TASK OBJECTIVE: Please rewrite the material starting with the line that contains "Every instance of the pine" and going on through the line that contains "pixel 1178 325", giving only those lines, with "dot" changed to "point" and nothing else altered.

[Start of MATERIAL FOR THIS EXERCISE]

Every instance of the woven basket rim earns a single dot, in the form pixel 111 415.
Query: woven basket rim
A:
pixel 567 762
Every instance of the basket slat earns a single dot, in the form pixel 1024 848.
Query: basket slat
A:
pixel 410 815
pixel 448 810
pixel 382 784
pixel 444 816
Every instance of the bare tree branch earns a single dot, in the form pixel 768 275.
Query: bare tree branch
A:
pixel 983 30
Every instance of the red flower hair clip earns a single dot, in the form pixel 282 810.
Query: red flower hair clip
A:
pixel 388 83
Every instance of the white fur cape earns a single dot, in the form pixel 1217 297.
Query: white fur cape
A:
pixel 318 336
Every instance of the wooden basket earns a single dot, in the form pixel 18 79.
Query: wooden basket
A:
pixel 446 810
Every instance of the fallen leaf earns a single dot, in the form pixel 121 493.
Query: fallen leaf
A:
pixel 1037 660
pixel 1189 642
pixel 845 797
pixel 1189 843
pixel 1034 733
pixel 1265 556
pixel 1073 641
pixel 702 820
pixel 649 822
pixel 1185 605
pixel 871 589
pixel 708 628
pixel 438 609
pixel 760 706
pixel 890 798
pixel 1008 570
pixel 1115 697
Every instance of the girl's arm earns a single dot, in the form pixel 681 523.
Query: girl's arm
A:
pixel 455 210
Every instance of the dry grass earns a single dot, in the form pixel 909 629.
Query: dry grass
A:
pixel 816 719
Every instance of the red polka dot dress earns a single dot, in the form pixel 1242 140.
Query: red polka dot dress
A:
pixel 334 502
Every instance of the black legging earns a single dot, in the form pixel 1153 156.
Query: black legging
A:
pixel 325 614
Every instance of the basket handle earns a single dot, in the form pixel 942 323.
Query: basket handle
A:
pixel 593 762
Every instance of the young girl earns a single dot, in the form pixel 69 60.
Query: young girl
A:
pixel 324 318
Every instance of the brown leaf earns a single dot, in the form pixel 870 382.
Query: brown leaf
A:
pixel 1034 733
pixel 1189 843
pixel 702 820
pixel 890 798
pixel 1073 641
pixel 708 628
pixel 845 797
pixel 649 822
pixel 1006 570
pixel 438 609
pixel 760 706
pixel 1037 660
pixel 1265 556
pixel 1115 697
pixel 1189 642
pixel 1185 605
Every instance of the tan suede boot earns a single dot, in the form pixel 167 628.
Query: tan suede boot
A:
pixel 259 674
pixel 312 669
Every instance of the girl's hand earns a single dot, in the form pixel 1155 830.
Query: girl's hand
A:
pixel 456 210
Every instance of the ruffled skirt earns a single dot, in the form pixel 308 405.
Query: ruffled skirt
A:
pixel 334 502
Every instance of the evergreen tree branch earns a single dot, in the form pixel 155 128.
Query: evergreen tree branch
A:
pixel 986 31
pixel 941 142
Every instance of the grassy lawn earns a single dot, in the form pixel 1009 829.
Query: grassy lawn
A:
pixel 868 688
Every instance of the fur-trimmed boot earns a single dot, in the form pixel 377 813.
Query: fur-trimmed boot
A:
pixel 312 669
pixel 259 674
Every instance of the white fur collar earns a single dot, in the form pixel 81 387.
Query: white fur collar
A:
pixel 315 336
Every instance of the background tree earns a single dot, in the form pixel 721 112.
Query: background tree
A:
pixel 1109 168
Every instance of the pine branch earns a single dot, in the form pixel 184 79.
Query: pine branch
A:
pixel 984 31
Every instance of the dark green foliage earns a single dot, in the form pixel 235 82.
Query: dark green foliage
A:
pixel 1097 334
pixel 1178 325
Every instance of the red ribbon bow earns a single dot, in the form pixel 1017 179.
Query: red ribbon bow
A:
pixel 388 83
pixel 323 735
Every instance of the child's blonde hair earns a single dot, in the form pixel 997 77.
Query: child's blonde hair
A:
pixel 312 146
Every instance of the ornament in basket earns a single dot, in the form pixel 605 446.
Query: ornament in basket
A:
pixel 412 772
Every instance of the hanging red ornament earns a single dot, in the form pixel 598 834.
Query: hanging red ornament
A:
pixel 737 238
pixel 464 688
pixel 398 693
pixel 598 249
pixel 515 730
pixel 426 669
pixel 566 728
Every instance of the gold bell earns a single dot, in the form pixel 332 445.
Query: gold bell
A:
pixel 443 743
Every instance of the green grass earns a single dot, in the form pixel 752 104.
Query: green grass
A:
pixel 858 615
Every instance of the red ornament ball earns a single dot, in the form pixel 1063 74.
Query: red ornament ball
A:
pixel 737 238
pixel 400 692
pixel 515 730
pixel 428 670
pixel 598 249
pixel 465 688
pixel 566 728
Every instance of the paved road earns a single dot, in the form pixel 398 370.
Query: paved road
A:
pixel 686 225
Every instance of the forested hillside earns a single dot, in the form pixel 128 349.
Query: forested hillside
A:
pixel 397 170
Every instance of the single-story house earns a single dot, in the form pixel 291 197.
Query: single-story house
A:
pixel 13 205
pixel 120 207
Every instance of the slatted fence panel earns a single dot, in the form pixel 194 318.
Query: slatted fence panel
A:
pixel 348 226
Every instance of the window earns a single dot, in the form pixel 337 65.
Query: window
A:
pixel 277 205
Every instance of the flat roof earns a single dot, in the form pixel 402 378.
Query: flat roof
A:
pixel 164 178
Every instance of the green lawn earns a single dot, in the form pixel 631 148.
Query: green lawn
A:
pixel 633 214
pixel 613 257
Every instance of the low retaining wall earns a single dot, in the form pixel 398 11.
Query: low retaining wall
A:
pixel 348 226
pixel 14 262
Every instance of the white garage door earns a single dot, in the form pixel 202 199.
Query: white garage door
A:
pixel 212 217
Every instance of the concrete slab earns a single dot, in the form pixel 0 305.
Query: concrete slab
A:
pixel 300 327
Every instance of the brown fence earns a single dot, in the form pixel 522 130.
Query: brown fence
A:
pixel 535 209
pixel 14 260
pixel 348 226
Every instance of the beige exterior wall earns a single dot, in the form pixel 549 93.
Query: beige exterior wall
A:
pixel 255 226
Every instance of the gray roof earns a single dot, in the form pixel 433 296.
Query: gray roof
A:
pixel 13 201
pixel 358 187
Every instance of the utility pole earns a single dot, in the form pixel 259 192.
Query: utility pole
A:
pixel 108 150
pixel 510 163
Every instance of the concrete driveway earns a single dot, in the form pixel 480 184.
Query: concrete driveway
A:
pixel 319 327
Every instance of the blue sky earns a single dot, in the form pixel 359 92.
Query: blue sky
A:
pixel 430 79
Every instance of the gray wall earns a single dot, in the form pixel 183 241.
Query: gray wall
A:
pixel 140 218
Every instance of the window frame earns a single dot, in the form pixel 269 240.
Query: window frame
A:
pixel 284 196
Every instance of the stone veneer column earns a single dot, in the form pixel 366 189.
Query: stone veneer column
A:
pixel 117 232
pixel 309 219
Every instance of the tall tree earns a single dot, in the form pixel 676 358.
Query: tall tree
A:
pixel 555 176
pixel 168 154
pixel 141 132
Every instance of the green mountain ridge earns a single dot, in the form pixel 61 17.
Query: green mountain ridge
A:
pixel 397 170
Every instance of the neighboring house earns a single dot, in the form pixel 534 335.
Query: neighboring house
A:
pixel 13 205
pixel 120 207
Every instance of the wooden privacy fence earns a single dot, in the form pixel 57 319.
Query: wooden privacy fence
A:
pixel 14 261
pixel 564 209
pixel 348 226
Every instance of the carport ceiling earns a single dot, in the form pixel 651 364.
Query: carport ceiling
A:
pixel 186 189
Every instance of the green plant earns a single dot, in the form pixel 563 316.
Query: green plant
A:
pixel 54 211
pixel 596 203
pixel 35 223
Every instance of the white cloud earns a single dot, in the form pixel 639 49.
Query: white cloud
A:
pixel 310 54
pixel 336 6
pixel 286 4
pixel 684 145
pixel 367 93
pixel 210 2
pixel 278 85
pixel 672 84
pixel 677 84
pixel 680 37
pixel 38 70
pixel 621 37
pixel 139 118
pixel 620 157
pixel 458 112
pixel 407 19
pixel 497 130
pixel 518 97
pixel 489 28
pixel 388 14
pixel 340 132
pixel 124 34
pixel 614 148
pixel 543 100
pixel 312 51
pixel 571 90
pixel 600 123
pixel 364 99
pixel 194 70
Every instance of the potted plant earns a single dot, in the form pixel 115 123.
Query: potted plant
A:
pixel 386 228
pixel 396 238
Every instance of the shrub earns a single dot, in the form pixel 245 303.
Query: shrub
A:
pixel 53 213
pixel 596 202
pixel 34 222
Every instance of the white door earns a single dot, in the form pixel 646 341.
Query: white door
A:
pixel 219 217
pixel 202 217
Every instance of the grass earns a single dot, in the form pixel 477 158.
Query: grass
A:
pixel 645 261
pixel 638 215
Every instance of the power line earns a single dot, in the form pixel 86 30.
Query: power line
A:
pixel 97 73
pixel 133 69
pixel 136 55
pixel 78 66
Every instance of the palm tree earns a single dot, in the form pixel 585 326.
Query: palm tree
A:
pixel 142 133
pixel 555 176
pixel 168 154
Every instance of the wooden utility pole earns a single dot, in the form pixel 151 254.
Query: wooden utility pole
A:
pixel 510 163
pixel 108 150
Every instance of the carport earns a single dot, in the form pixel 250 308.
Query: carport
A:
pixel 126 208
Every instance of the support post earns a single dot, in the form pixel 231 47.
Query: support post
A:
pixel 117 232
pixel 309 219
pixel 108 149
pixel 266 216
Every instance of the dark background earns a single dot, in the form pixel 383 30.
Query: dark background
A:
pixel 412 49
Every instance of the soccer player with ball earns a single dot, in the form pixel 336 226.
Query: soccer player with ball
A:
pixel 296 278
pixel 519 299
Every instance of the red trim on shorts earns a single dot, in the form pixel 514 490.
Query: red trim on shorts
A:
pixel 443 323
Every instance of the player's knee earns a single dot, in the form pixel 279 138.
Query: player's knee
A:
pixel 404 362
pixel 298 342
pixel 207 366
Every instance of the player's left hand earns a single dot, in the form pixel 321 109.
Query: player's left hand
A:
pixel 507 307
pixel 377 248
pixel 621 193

[End of MATERIAL FOR THIS EXERCISE]

WORKED SOLUTION:
Every instance of the pine branch earns a single point, in the form pixel 184 79.
Query: pine branch
A:
pixel 984 31
Every instance of the dark green foliage earns a single point, in the form pixel 235 82.
Query: dark green foliage
A:
pixel 1097 334
pixel 1178 325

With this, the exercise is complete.